ЧТО СДЕЛАТЬ
В приведённом ниже отрывке о енисейских кыргызах замените «подробную» на «детальную» и выпишите всё от «Не выясняется и» вплоть до «датированным памятникам.».

++++ ВЫБРАННЫЙ ОТРЫВОК

Не выясняется и происхождение ляоского декора, что оставляет определённое
пространство для сомнений. Однако главное в трудах Г.В.Длужневской не это; суть
в том, что впервые кыргызский материал был уложен в разработанную, подробную
хронологическую систему, снабжённую хорошими реперными привязками к надёжно
датированным памятникам.
Выявление ляоского компонента в культуре енисейских кыргызов имеет
большое значение для оценки всей культурно-политической обстановки на
Саяно-Алтае в IX-X вв.; закладывается основа нового подхода к изучению всей
системы связей между культурами и внутри них — и ключом ко многим вопросам
по-прежнему остаётся Копёнский чаатас.
Итак, серийные аналоги копёнским находкам обнаруживаются прежде всего в
Туве и в купольных гробницах Восточной Ляо. Ляоские изделия отличаются большей
проработанностью деталей и завершённостью композиции, они в целом выше по
качеству. Заметное во многих элементах декора китайское влияние вполне
объяснимо: кидани сносились с Китаем вне зависимости от того, кому подчинялись.
Следует подчеркнуть, что ранние киданьские памятники (доляоского времени) пока
не выявлены или просто не попадались раскопщикам, и любые суждения об истоках
киданьского прикладного искусства могут быть основаны не на фактах, а только на
косвенных данных и домыслах. Однако вне зависимости от соотношения компонентов
в киданьской орнаментике ясно, что кыргызских элементов там нет и быть не
может. Само соотношение кыргызского государства и империи Ляо, чьё
превосходство признавал Китай, снимает вопрос о направлении влияний.
Г.В.Длужневская по ряду признаков допускает возможность прямого киданьского
присутствия в Туве: здесь найден киданьский краснолаковый сосуд и обнаружены
памятники, представлявшие собой ограды с ложнокупольными перекрытиями — ничего
подобного кыргызская погребальная архитектура не знала, это несомненные реплики
ляоских образцов.

++++++++
++++ СТРОКИ ДАННЫХ

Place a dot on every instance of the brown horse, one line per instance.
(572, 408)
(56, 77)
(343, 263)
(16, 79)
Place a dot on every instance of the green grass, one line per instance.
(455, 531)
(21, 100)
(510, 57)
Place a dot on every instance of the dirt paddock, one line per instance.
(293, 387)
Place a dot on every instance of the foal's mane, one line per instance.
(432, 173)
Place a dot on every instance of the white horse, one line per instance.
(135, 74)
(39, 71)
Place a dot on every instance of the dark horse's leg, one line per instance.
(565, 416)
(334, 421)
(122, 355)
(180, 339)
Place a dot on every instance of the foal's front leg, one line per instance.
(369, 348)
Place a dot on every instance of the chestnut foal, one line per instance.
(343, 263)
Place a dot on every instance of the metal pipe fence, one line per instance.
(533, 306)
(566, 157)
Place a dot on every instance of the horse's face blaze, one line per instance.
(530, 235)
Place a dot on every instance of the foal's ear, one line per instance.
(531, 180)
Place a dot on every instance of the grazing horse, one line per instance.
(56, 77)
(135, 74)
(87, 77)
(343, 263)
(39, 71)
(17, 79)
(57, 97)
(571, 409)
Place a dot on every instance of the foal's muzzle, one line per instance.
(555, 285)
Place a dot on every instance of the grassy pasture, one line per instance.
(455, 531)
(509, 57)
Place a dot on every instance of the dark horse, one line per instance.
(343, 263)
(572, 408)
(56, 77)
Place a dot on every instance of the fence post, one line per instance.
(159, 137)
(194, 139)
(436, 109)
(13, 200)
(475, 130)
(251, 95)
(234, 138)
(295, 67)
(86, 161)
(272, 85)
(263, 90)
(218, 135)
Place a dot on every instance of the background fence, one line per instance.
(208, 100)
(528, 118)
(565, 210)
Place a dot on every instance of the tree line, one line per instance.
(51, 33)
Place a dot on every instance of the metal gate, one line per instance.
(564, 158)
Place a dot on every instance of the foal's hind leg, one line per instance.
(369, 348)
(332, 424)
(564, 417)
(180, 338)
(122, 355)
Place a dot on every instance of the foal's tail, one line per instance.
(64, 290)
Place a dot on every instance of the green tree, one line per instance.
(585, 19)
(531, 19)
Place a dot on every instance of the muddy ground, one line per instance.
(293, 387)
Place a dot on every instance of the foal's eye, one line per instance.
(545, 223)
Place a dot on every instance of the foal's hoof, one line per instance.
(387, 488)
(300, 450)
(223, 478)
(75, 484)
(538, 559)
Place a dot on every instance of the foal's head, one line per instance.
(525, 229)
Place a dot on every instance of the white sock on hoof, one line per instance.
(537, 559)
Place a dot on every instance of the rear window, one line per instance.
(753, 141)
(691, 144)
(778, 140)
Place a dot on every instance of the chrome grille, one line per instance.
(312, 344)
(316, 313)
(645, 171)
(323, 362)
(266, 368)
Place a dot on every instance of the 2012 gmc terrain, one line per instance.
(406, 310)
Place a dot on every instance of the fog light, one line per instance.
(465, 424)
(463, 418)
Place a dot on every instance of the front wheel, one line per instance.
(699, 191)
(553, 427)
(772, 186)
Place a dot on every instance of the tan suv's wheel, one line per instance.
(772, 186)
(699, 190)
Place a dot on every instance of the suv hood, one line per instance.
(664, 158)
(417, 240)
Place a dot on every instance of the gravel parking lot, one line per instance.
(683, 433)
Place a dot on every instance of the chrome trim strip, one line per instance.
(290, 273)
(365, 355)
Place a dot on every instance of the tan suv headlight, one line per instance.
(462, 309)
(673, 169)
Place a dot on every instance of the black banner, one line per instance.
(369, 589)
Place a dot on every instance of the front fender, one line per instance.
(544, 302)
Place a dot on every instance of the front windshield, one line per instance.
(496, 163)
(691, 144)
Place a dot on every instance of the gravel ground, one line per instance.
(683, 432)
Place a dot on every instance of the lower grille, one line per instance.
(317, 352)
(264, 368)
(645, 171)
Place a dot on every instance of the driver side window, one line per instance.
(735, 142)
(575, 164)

++++++++

РЕЗУЛЬТАТ
Не выясняется и происхождение ляоского декора, что оставляет определённое
пространство для сомнений. Однако главное в трудах Г.В.Длужневской не это; суть
в том, что впервые кыргызский материал был уложен в разработанную, детальную
хронологическую систему, снабжённую хорошими реперными привязками к надёжно
датированным памятникам.